Text passage:
Security researchers at Cisco Talos have identified a new backdoor that Russian cyberespionage group Turla is believed to have been using in attacks since last year.
Likely a second-chance backdoor, the malware is simple but capable of maintaining a prolonged stealthy presence on infected machines. Turla used the backdoor in attacks on targets in the United States, Germany, and Afghanistan, according to data from Cisco Talos.
To hide the malware’s presence on a system, Turla installs it as a service named Windows Time Service. Once up and running, it allows the attackers to exfiltrate files or upload and execute them, thus functioning as a second-stage dropper when needed.
What’s more, the malware was observed contacting its command and control (C&C) server every five seconds, over an encrypted channel, to check for commands.
Based on the received commands, it executes related backdoor functions for authentication, process execution, file download or upload, subprocess creation/killing, password change, and more.
[ READ: Newly Discovered Turla Backdoor Used in Government Attacks ]
According to Cisco Talos, the malware was likely used to target the previous Afghan government, prior to the Taliban takeover of power in the country following the pullout of Western-backed military forces.
“This is a good example of how easy malicious services can be overlooked on today’s systems that are clouded by the myriad of legit services running in the background at all times. It’s often difficult for an administrator to verify that all running services are legitimate,” the researchers added.
Also tracked as Snake, Uroburos, Venomous Bear, and WhiteBear, Turla is a nation-state threat actor active since at least 2004, focused on espionage and best known for the targeting of entities in the United States, Ukraine, and Middle East.
Turla is known to use a large arsenal of malware, and recent reports even linked it to Sunburst backdoor. With numerous Russian adversaries active, however, attribution is sometimes difficult.
Cisco’s security researchers linked the new backdoor to Turla based on the re-use of older infrastructure employed in previous attacks, attributed to their Penguin Turla Infrastructure. The threat actor is known for the reuse of infrastructure.

Work order A: Please copy the passage of the Turla article starting at "Security researchers at" and ending at "dropper when needed.", swapping "Windows Time Service" for "Windows Update Service".
Work order B: State whether each claim agrees with the Turla article, answering yes or no and quoting the words that settle it: (i) the malware checks in with its C&C server every ten seconds; (ii) Turla has been active since at least 2004; (iii) Cisco Talos found the backdoor used against targets in Germany.
The listing has no connection to the Turla article.

Data extract:

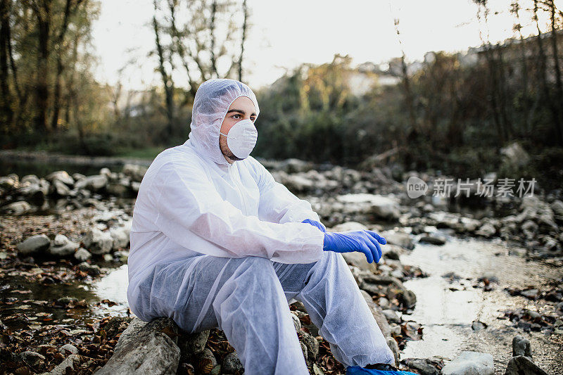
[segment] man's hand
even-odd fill
[[[313,227],[317,227],[321,231],[326,232],[327,228],[322,224],[320,222],[316,222],[315,220],[311,220],[310,219],[305,219],[305,220],[302,221],[301,222],[306,222],[307,224],[310,224]]]
[[[345,232],[327,232],[324,234],[325,251],[350,253],[361,251],[365,254],[367,262],[377,263],[381,258],[381,248],[387,241],[373,231],[350,231]]]

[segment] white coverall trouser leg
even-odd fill
[[[394,361],[337,253],[295,265],[259,257],[194,257],[157,265],[139,288],[139,317],[170,317],[188,332],[220,328],[248,375],[308,374],[289,314],[291,298],[303,302],[346,366]]]

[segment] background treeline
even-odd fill
[[[486,29],[488,4],[474,2]],[[246,77],[252,32],[246,1],[155,1],[147,58],[160,83],[142,91],[92,76],[98,2],[0,4],[4,148],[112,155],[179,144],[198,85]],[[483,32],[481,46],[467,53],[429,53],[417,63],[403,53],[384,68],[353,67],[350,57],[336,56],[288,72],[258,91],[254,155],[346,165],[391,160],[404,169],[474,177],[498,170],[500,149],[517,141],[531,162],[505,172],[563,181],[563,12],[553,0],[507,1],[506,10],[514,37],[493,44]],[[530,22],[536,32],[524,35],[521,24]],[[395,25],[400,41],[399,20]]]

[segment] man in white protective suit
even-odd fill
[[[160,153],[141,183],[131,310],[190,333],[220,328],[247,375],[308,374],[288,306],[295,298],[347,374],[411,374],[390,366],[393,352],[339,253],[378,262],[385,239],[325,232],[311,205],[249,156],[259,113],[241,82],[200,86],[189,139]]]

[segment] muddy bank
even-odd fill
[[[377,266],[360,253],[343,256],[401,367],[424,374],[420,361],[425,361],[439,374],[469,350],[491,355],[495,371],[503,374],[512,341],[521,335],[530,341],[536,362],[549,374],[558,372],[559,196],[483,200],[472,203],[479,210],[471,205],[453,210],[460,206],[432,197],[409,198],[404,182],[384,168],[318,169],[300,160],[267,166],[309,200],[332,230],[369,228],[388,239]],[[129,165],[90,175],[60,171],[0,179],[0,359],[9,368],[51,370],[77,355],[71,367],[89,374],[111,357],[132,317],[125,295],[124,238],[144,171]],[[431,186],[436,179],[419,175]],[[42,246],[23,250],[26,240],[42,235]],[[307,312],[299,304],[291,310],[300,339],[308,343],[303,351],[311,372],[343,374]],[[51,347],[42,346],[46,342]],[[77,354],[63,354],[67,343]],[[203,345],[214,358],[214,373],[234,360],[220,331],[210,332]],[[30,364],[24,357],[34,355],[25,352],[44,358]],[[181,356],[179,371],[203,371],[201,361],[210,360],[205,352],[206,359],[195,352]]]

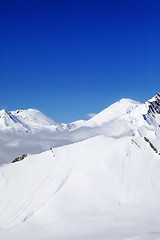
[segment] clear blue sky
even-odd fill
[[[2,0],[0,108],[85,119],[160,91],[160,1]]]

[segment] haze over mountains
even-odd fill
[[[69,124],[0,111],[0,238],[160,239],[159,143],[159,93]]]

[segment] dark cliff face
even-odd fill
[[[157,113],[160,114],[160,93],[157,93],[153,100],[149,100],[149,110],[148,114],[152,114],[153,116]]]

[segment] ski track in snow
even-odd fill
[[[160,94],[70,124],[0,111],[0,239],[160,240],[159,113]]]

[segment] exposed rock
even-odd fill
[[[21,157],[15,158],[12,163],[22,161],[25,157],[27,157],[27,154],[23,154]]]

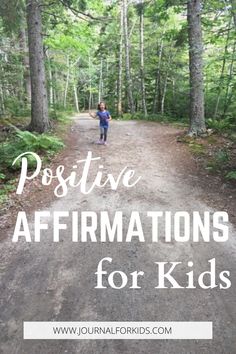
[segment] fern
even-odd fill
[[[52,155],[64,147],[63,142],[55,136],[49,134],[33,134],[28,131],[15,129],[14,136],[0,146],[0,164],[8,170],[20,168],[20,160],[12,166],[14,159],[20,154],[32,151],[42,154]],[[35,160],[28,156],[28,165],[33,168]]]
[[[227,179],[235,180],[236,181],[236,171],[230,171],[226,175]]]

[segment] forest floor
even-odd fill
[[[236,190],[219,176],[199,167],[185,144],[177,142],[182,129],[142,121],[112,121],[109,145],[100,146],[97,122],[83,114],[75,117],[67,148],[53,161],[70,171],[88,151],[100,156],[104,169],[117,175],[128,166],[141,175],[137,188],[94,190],[81,196],[70,190],[55,200],[53,186],[40,180],[29,183],[24,194],[15,197],[12,208],[1,216],[0,230],[0,353],[219,353],[233,354],[236,347],[236,284],[228,290],[157,290],[157,261],[194,261],[196,274],[208,270],[208,260],[216,258],[217,271],[236,272]],[[91,178],[95,174],[92,169]],[[26,210],[33,227],[34,210],[122,210],[127,224],[133,210],[172,211],[224,210],[229,213],[230,238],[223,244],[210,242],[167,244],[78,243],[71,242],[70,226],[62,242],[52,242],[52,228],[39,244],[13,244],[12,225],[17,211]],[[125,225],[127,226],[127,225]],[[150,225],[144,222],[150,237]],[[163,230],[162,230],[163,231]],[[110,256],[114,269],[143,270],[142,289],[94,289],[98,262]],[[183,270],[176,280],[183,280]],[[22,321],[213,321],[213,341],[23,341]]]

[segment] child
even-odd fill
[[[97,118],[100,121],[100,140],[98,144],[107,145],[107,132],[109,128],[109,121],[111,120],[110,112],[107,111],[106,104],[104,102],[100,102],[98,104],[98,111],[96,114],[90,113],[92,118]]]

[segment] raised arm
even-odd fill
[[[92,113],[92,112],[89,112],[89,115],[90,115],[90,117],[92,117],[92,118],[97,118],[97,114],[96,113]]]

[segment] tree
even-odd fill
[[[50,123],[48,118],[40,3],[37,0],[28,0],[26,11],[31,76],[31,122],[29,129],[44,133],[50,128]]]
[[[138,5],[139,13],[139,41],[140,41],[140,82],[141,82],[141,95],[142,95],[142,111],[147,116],[147,106],[146,106],[146,92],[145,92],[145,78],[144,78],[144,3],[141,0]]]
[[[201,28],[201,1],[188,0],[188,38],[190,71],[190,135],[206,131],[203,86],[203,42]]]
[[[119,63],[118,63],[118,81],[117,81],[117,114],[122,114],[122,64],[123,64],[123,8],[120,4],[120,42],[119,42]]]
[[[133,87],[130,74],[130,43],[128,32],[128,4],[127,0],[123,0],[123,20],[124,20],[124,44],[125,44],[125,69],[126,69],[126,86],[129,100],[129,109],[134,113]]]

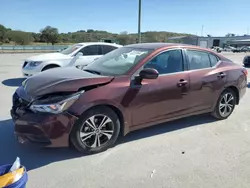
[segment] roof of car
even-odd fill
[[[126,47],[132,48],[145,48],[145,49],[158,49],[162,47],[170,47],[170,46],[192,46],[187,44],[180,44],[180,43],[138,43],[138,44],[129,44]]]
[[[111,45],[111,46],[119,46],[121,47],[122,45],[120,44],[115,44],[115,43],[108,43],[108,42],[81,42],[81,43],[77,43],[79,45]]]

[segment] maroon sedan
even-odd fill
[[[21,143],[97,153],[119,135],[191,115],[226,119],[245,94],[247,71],[196,46],[124,46],[83,70],[55,68],[25,80],[11,115]]]

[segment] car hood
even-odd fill
[[[112,79],[112,76],[96,75],[75,67],[63,67],[38,73],[27,78],[22,85],[29,100],[34,100],[50,93],[77,92],[80,88],[106,84]]]
[[[65,59],[65,58],[70,58],[70,56],[61,53],[47,53],[29,57],[26,59],[26,61],[45,61],[54,59]]]

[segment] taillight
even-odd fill
[[[248,75],[248,72],[247,72],[247,69],[243,69],[242,72],[247,76]]]

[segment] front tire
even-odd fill
[[[112,147],[120,133],[120,120],[109,107],[96,107],[85,112],[76,122],[70,141],[84,154],[94,154]]]
[[[220,95],[212,116],[216,119],[227,119],[234,111],[236,105],[236,94],[232,89],[226,89]]]

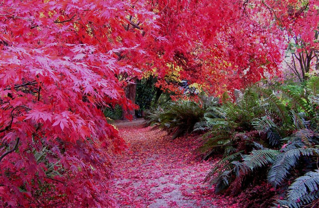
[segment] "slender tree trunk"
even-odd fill
[[[133,104],[135,104],[135,97],[136,96],[136,85],[131,84],[128,86],[125,89],[125,94],[126,97],[132,101]],[[127,119],[127,116],[131,115],[134,118],[135,117],[135,110],[134,109],[123,110],[122,114],[122,119],[125,120]]]
[[[162,93],[163,90],[160,88],[156,88],[156,94],[155,95],[155,100],[154,101],[154,103],[153,104],[153,107],[156,107],[156,106],[157,105],[157,102],[158,102],[159,99],[160,99],[160,95]]]

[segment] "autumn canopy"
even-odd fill
[[[218,95],[279,76],[292,37],[304,43],[300,53],[319,47],[318,7],[315,0],[1,1],[0,207],[115,206],[107,152],[127,147],[101,109],[137,107],[126,91],[146,76],[182,95],[182,81]]]

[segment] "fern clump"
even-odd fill
[[[263,175],[285,196],[275,196],[274,207],[300,207],[318,199],[319,78],[306,86],[253,86],[232,99],[225,94],[221,106],[211,110],[218,113],[195,125],[208,129],[198,149],[205,159],[222,155],[206,177],[215,191],[231,188],[236,178],[244,186],[250,176]]]

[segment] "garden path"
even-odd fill
[[[142,119],[115,124],[130,152],[112,158],[116,179],[112,196],[121,207],[235,207],[203,183],[214,161],[197,156],[194,137],[172,141]]]

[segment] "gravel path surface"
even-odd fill
[[[171,141],[143,120],[114,124],[130,152],[114,156],[116,178],[111,195],[120,207],[236,207],[203,182],[214,162],[201,162],[191,137]]]

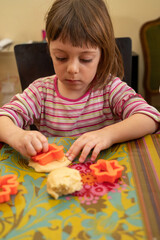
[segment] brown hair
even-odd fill
[[[101,49],[91,86],[101,88],[113,76],[124,76],[122,57],[115,42],[112,22],[103,0],[56,0],[46,17],[48,43],[60,38],[73,46],[83,43]]]

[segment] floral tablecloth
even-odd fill
[[[74,138],[49,138],[65,152]],[[124,166],[114,184],[97,183],[78,159],[83,188],[53,199],[46,191],[46,173],[28,167],[27,160],[0,145],[0,175],[18,176],[18,193],[0,204],[0,239],[6,240],[139,240],[160,239],[160,135],[117,144],[98,159],[116,159]]]

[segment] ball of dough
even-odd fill
[[[47,192],[55,199],[82,189],[78,170],[62,167],[53,170],[47,177]]]
[[[38,162],[35,162],[30,159],[28,166],[31,166],[35,169],[36,172],[51,172],[56,168],[67,167],[71,162],[67,157],[63,157],[61,160],[54,160],[46,165],[40,165]]]

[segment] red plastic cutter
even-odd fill
[[[117,160],[99,159],[97,163],[90,165],[90,169],[98,183],[114,183],[117,178],[121,177],[124,167],[119,165]]]
[[[10,195],[17,193],[19,182],[15,174],[0,177],[0,203],[10,200]]]
[[[49,144],[48,152],[39,153],[32,157],[32,160],[38,162],[40,165],[46,165],[47,163],[55,160],[60,160],[64,157],[63,146],[57,146],[55,143]]]

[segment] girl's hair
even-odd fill
[[[101,59],[91,86],[102,88],[111,77],[124,76],[122,57],[115,42],[112,22],[103,0],[56,0],[46,17],[48,43],[69,40],[101,49]]]

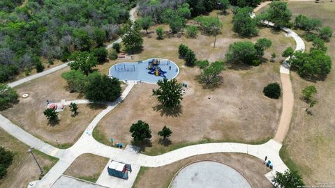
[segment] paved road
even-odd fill
[[[296,40],[297,49],[304,49],[304,41],[295,33],[286,29],[283,29],[288,33],[290,36],[293,37]],[[281,77],[283,74],[288,75],[288,72],[289,74],[289,68],[290,68],[287,65],[284,64],[283,72],[281,71],[282,68],[281,68]],[[45,73],[45,75],[47,74],[48,73]],[[12,83],[12,86],[17,86],[18,84],[27,82],[33,79],[34,78],[33,77],[31,79],[27,79],[26,78],[22,81],[17,81],[16,82],[18,84],[14,84]],[[282,82],[283,88],[284,86],[286,86],[286,84],[287,82]],[[274,164],[274,171],[271,171],[266,174],[266,176],[269,180],[274,177],[276,171],[283,172],[288,169],[278,155],[279,150],[282,146],[281,143],[281,141],[282,141],[281,138],[283,138],[283,136],[279,139],[277,136],[275,136],[275,139],[271,139],[268,142],[261,145],[250,145],[237,143],[212,143],[194,145],[184,147],[158,156],[147,156],[142,154],[135,154],[128,150],[117,149],[98,143],[91,136],[93,130],[96,126],[98,123],[104,117],[104,116],[112,111],[118,104],[125,99],[125,97],[131,91],[133,85],[133,83],[130,83],[122,93],[121,96],[116,102],[107,104],[107,107],[101,111],[93,120],[78,141],[71,148],[67,150],[59,150],[45,143],[43,143],[40,140],[36,139],[34,136],[10,122],[5,117],[0,116],[0,122],[1,123],[0,123],[0,125],[8,133],[29,146],[34,146],[36,148],[50,155],[60,158],[60,160],[50,169],[50,171],[43,177],[41,180],[36,181],[35,182],[36,184],[34,185],[34,187],[50,187],[58,179],[58,178],[61,175],[66,169],[75,159],[75,158],[84,153],[92,153],[105,157],[112,158],[116,160],[123,161],[126,163],[149,167],[161,166],[188,157],[214,152],[246,153],[253,155],[261,159],[264,159],[265,157],[267,156],[269,159],[270,159]],[[292,91],[292,88],[290,89]],[[283,91],[283,93],[286,93],[286,91]],[[283,93],[283,95],[285,95],[285,93]],[[286,98],[287,97],[283,97],[283,100],[286,100]],[[87,102],[86,101],[82,102]],[[284,105],[285,105],[285,103]],[[288,107],[288,108],[290,107]],[[283,107],[283,111],[287,110],[288,109]],[[283,117],[283,115],[282,115],[282,117],[281,117],[281,120],[283,118],[285,119],[286,121],[285,123],[283,123],[283,125],[281,123],[279,124],[278,128],[278,130],[282,129],[281,127],[284,127],[284,130],[286,130],[290,121],[290,119],[289,119],[289,118],[290,118],[290,116],[288,117],[287,116],[284,116]],[[277,131],[276,136],[278,134],[279,134],[278,131]]]
[[[135,8],[133,8],[133,9],[131,10],[131,11],[129,12],[130,13],[130,19],[131,20],[131,22],[134,22],[135,21],[135,16],[134,16],[134,14],[135,14],[135,12],[136,11],[137,8],[138,8],[138,6],[136,6]],[[110,49],[111,48],[112,46],[113,46],[113,44],[114,43],[120,43],[121,42],[122,42],[122,39],[121,38],[119,38],[118,39],[117,39],[115,41],[114,41],[113,42],[112,42],[111,44],[108,45],[106,46],[106,49]],[[52,72],[54,72],[57,70],[59,70],[61,69],[63,69],[66,67],[68,66],[68,64],[69,63],[70,63],[71,61],[69,61],[69,62],[67,62],[67,63],[63,63],[60,65],[58,65],[58,66],[56,66],[54,68],[50,68],[50,69],[48,69],[47,70],[45,70],[42,72],[40,72],[40,73],[37,73],[37,74],[35,74],[34,75],[31,75],[31,76],[29,76],[29,77],[25,77],[25,78],[23,78],[23,79],[19,79],[17,81],[15,81],[14,82],[12,82],[12,83],[10,83],[8,84],[8,85],[11,87],[11,88],[14,88],[15,86],[17,86],[20,84],[22,84],[24,83],[26,83],[27,81],[31,81],[33,79],[35,79],[36,78],[39,78],[39,77],[44,77],[47,75],[49,75],[50,73],[52,73]]]

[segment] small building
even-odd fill
[[[128,180],[128,171],[130,171],[131,172],[131,166],[112,160],[107,170],[110,175]]]

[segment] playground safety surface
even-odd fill
[[[173,79],[178,75],[179,68],[174,62],[168,59],[154,58],[142,61],[124,62],[114,65],[110,68],[110,76],[125,82],[126,81],[140,81],[149,84],[156,84],[158,80],[163,79],[164,77],[148,73],[150,72],[148,69],[148,63],[154,59],[159,60],[159,68],[161,70],[166,72],[164,76],[167,79]]]

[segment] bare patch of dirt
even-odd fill
[[[1,113],[31,134],[54,145],[73,144],[93,118],[104,108],[98,104],[78,104],[78,113],[73,116],[68,107],[59,113],[59,123],[50,125],[43,111],[46,100],[60,102],[61,100],[82,98],[79,93],[70,93],[66,90],[66,83],[61,74],[68,69],[46,75],[15,88],[22,96],[20,102]]]
[[[75,159],[64,174],[96,182],[108,161],[101,156],[83,154]]]
[[[27,187],[28,183],[38,180],[40,171],[30,153],[29,147],[10,136],[0,128],[0,146],[14,152],[13,164],[8,169],[5,178],[0,180],[0,187]],[[45,174],[57,162],[45,154],[33,150],[37,161],[44,169]]]

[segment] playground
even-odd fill
[[[156,84],[158,80],[177,77],[179,69],[173,61],[164,58],[149,58],[135,63],[120,63],[110,68],[110,77],[124,82],[128,81]]]

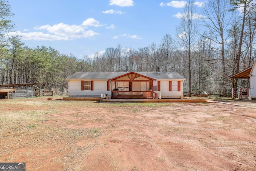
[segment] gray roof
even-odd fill
[[[130,72],[77,72],[66,79],[67,80],[100,79],[108,80]],[[176,72],[134,72],[142,75],[156,79],[185,79]]]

Task response A:
Security researchers at Cisco Talos have identified a new backdoor that Russian cyberespionage group Turla is believed to have been using in attacks since last year.
Likely a second-chance backdoor, the malware is simple but capable of maintaining a prolonged stealthy presence on infected machines. Turla used the backdoor in attacks on targets in the United States, Germany, and Afghanistan, according to data from Cisco Talos.
To hide the malware’s presence on a system, Turla installs it as a service named Windows Update Service. Once up and running, it allows the attackers to exfiltrate files or upload and execute them, thus functioning as a second-stage dropper when needed.

Task response B:
(i) No: "every five seconds"
(ii) Yes: "active since at least 2004"
(iii) Yes: "targets in the United States, Germany, and Afghanistan"